# Start of Available records

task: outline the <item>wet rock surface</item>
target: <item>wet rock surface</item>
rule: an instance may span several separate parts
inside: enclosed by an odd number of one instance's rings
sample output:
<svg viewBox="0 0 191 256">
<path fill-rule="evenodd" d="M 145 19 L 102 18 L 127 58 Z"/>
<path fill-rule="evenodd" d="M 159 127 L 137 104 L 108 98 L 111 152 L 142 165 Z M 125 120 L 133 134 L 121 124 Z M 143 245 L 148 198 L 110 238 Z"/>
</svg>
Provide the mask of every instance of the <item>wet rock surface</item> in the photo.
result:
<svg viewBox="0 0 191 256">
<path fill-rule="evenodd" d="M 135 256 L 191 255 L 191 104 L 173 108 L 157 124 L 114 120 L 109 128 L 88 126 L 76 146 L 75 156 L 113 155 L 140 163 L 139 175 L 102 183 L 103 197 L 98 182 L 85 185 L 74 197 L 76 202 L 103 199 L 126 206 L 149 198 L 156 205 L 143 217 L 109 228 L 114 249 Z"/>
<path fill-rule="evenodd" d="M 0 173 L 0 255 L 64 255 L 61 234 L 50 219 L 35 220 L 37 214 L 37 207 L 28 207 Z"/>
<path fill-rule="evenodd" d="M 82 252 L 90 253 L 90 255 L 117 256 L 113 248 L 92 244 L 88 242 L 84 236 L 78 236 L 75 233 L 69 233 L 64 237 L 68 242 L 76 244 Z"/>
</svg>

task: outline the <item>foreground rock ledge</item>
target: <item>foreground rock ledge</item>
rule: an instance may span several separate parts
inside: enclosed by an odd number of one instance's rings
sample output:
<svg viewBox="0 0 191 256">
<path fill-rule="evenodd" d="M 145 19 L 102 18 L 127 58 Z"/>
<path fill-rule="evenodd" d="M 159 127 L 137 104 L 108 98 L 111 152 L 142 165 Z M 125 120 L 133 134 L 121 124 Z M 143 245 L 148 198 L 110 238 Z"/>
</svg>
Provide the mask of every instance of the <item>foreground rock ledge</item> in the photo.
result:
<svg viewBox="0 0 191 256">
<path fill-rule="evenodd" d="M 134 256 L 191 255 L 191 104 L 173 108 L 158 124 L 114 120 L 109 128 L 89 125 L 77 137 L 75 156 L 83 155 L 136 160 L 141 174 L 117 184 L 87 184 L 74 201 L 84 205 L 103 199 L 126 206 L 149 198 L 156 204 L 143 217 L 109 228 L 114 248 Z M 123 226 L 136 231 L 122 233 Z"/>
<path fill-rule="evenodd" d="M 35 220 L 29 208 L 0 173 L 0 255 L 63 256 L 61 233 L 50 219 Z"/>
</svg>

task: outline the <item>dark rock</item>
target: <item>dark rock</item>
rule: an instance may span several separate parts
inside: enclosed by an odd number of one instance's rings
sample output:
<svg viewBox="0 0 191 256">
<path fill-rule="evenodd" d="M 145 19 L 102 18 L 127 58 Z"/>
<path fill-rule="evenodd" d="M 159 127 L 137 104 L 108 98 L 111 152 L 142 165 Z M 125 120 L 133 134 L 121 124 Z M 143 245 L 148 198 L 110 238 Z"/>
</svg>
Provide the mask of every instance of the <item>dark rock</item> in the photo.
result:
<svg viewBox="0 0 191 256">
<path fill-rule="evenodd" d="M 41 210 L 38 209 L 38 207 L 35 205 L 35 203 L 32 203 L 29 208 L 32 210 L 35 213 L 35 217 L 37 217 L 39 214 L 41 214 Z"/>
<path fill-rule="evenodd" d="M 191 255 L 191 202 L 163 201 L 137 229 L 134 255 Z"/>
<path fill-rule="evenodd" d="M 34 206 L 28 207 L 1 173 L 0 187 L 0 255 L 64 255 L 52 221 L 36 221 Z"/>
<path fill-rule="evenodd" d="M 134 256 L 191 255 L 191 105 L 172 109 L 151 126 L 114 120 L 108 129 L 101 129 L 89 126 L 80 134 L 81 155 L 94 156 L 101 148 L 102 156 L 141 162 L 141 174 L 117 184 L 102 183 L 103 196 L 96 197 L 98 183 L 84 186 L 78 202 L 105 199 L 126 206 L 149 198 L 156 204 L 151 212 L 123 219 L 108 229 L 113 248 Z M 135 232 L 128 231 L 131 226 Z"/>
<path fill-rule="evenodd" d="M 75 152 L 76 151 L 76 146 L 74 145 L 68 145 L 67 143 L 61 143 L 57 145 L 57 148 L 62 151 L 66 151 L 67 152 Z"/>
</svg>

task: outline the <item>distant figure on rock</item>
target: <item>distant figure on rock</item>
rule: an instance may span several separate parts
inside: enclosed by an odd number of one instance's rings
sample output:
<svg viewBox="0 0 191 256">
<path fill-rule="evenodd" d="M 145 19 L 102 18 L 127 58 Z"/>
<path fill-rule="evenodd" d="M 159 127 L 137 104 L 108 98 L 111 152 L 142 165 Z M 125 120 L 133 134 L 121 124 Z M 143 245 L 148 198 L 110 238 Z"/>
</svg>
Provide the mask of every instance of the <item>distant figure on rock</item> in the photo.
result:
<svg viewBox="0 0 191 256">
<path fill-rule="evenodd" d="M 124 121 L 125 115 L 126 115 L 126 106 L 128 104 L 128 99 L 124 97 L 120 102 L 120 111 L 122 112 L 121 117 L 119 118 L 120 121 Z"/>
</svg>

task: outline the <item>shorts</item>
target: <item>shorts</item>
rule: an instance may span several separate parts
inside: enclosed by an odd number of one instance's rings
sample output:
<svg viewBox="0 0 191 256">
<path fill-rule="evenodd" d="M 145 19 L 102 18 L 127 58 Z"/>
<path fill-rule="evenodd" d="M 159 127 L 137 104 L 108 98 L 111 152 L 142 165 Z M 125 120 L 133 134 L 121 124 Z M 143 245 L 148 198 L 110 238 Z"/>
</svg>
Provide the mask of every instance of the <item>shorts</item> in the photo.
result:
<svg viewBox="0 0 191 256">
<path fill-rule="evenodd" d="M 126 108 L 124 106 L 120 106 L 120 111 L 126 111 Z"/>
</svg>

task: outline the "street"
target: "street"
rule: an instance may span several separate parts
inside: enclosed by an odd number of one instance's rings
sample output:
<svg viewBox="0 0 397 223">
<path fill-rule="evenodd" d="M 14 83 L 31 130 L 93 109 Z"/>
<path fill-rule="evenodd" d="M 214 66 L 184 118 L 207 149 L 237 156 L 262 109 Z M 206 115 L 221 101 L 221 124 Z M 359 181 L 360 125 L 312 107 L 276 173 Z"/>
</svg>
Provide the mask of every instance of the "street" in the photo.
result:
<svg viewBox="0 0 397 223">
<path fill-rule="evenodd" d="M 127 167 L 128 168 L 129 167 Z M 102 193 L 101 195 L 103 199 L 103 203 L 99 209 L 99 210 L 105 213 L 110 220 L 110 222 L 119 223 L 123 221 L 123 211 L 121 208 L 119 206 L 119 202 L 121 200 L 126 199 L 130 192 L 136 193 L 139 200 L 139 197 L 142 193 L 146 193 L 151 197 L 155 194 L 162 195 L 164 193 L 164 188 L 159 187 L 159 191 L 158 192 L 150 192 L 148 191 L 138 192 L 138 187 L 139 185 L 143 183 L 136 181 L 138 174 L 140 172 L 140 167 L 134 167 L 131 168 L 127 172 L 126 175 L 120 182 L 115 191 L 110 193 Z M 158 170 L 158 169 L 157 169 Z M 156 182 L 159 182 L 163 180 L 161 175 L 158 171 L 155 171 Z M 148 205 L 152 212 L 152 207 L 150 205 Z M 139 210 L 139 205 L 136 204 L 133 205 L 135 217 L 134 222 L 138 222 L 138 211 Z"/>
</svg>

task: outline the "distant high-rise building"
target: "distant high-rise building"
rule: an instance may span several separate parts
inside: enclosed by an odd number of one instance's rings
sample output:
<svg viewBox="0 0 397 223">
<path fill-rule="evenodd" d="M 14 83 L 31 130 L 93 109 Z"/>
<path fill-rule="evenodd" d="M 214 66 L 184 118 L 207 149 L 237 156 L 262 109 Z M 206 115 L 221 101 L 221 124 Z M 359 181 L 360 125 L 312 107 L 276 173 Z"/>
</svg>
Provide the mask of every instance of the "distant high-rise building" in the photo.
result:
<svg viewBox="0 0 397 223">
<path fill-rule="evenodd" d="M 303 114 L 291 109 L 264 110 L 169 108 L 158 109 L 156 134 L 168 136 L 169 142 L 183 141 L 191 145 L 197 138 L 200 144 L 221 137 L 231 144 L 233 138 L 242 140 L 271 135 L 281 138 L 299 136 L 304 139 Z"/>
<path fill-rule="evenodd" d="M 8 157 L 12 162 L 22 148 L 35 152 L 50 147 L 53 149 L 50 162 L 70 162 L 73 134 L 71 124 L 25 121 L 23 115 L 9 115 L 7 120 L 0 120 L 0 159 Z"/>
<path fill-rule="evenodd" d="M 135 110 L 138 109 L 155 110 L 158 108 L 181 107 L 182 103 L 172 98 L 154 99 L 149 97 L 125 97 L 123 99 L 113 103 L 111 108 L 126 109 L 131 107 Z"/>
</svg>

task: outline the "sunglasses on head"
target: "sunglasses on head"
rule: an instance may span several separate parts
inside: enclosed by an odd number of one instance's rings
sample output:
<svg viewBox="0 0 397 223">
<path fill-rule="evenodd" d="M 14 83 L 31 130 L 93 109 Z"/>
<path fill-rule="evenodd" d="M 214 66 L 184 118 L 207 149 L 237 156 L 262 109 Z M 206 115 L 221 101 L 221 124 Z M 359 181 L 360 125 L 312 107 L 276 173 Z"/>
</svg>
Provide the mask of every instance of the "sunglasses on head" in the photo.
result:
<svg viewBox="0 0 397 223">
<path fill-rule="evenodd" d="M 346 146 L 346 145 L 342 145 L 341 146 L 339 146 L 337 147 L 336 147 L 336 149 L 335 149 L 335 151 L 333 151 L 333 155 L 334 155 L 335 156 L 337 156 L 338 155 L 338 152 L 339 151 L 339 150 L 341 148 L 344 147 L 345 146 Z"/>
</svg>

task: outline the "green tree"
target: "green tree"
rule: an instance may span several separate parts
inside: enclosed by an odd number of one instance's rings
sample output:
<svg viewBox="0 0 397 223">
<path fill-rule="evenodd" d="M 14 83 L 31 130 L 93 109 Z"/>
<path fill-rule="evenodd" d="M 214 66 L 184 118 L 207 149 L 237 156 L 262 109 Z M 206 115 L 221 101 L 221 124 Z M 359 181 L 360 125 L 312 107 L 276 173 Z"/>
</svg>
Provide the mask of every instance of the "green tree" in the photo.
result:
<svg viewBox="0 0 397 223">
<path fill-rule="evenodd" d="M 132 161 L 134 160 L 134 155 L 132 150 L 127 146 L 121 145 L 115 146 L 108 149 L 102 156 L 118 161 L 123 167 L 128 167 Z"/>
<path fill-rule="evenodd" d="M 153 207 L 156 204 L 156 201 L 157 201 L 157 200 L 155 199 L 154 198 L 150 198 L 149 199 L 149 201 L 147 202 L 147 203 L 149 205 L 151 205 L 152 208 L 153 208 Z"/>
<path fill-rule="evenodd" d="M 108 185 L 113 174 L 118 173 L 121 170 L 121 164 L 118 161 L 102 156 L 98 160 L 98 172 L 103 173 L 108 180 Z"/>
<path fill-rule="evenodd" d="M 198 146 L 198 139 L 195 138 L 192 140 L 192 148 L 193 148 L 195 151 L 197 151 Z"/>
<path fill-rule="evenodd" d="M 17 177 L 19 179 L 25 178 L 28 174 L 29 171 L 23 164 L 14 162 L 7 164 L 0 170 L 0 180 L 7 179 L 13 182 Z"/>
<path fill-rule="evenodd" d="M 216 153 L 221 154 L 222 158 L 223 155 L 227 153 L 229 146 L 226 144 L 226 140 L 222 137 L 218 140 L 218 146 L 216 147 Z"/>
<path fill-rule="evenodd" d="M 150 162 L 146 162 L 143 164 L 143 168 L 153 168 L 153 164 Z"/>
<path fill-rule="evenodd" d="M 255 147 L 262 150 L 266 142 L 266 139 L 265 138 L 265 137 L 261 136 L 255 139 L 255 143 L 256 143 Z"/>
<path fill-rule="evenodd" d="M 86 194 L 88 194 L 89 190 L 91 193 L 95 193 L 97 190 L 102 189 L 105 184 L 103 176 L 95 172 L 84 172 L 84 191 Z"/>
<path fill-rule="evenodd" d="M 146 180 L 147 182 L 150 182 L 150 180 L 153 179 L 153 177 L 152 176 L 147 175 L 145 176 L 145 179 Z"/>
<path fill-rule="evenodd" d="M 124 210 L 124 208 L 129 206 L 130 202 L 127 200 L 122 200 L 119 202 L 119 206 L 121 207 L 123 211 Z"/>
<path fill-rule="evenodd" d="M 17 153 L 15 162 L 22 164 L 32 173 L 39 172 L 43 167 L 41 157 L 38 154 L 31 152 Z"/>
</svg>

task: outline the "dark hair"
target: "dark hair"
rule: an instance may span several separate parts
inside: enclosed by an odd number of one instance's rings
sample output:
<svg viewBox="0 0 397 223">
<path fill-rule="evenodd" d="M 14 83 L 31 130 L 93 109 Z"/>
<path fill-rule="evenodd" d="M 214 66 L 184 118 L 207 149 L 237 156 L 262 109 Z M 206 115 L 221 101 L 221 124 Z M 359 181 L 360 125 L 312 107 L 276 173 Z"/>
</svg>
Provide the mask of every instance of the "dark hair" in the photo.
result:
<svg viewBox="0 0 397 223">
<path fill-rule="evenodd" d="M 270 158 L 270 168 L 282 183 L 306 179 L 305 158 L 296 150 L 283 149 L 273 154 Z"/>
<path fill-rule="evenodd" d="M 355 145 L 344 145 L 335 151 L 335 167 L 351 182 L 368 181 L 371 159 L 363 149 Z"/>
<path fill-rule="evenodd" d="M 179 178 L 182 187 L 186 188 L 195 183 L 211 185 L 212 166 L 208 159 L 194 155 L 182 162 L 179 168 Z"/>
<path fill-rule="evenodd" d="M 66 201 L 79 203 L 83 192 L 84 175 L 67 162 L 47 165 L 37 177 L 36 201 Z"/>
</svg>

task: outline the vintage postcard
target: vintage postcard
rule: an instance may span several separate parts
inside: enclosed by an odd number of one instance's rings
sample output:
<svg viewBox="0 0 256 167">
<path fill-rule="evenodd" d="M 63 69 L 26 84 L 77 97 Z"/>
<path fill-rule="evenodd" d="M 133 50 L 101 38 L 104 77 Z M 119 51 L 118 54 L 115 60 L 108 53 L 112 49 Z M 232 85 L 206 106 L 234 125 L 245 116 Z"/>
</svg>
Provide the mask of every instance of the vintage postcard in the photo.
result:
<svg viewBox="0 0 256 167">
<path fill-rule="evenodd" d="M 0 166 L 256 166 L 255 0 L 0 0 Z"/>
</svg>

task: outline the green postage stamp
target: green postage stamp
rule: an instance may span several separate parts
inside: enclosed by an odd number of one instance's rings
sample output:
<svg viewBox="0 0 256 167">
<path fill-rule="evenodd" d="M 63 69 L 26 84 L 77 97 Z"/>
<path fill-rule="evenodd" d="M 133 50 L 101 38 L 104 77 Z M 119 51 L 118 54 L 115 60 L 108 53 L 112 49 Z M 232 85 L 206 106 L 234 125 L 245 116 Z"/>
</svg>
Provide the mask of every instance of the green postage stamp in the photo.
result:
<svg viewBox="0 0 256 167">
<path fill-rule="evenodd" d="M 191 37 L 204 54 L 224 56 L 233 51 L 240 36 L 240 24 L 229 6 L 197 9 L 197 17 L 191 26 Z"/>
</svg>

# End of Available records

Directions
Lay out the lines of the records from the line containing "task: outline the green postage stamp" through the line containing "Provide the mask of every instance of the green", both included, as a JSON list of strings with one string per line. Leave out any blank lines.

Written answer
[
  "task: outline the green postage stamp",
  "target: green postage stamp",
  "rule: an instance may span several separate parts",
  "inside: enclosed by an odd number of one instance's rings",
  "sample output:",
  "<svg viewBox=\"0 0 256 167\">",
  "<path fill-rule=\"evenodd\" d=\"M 63 69 L 26 84 L 77 97 Z\"/>",
  "<path fill-rule=\"evenodd\" d=\"M 133 50 L 101 38 L 104 77 Z M 119 51 L 118 54 L 115 60 L 108 53 L 112 49 Z M 232 85 L 206 106 L 234 125 L 245 116 Z\"/>",
  "</svg>",
  "Provide the mask of every instance of the green postage stamp in the photo."
]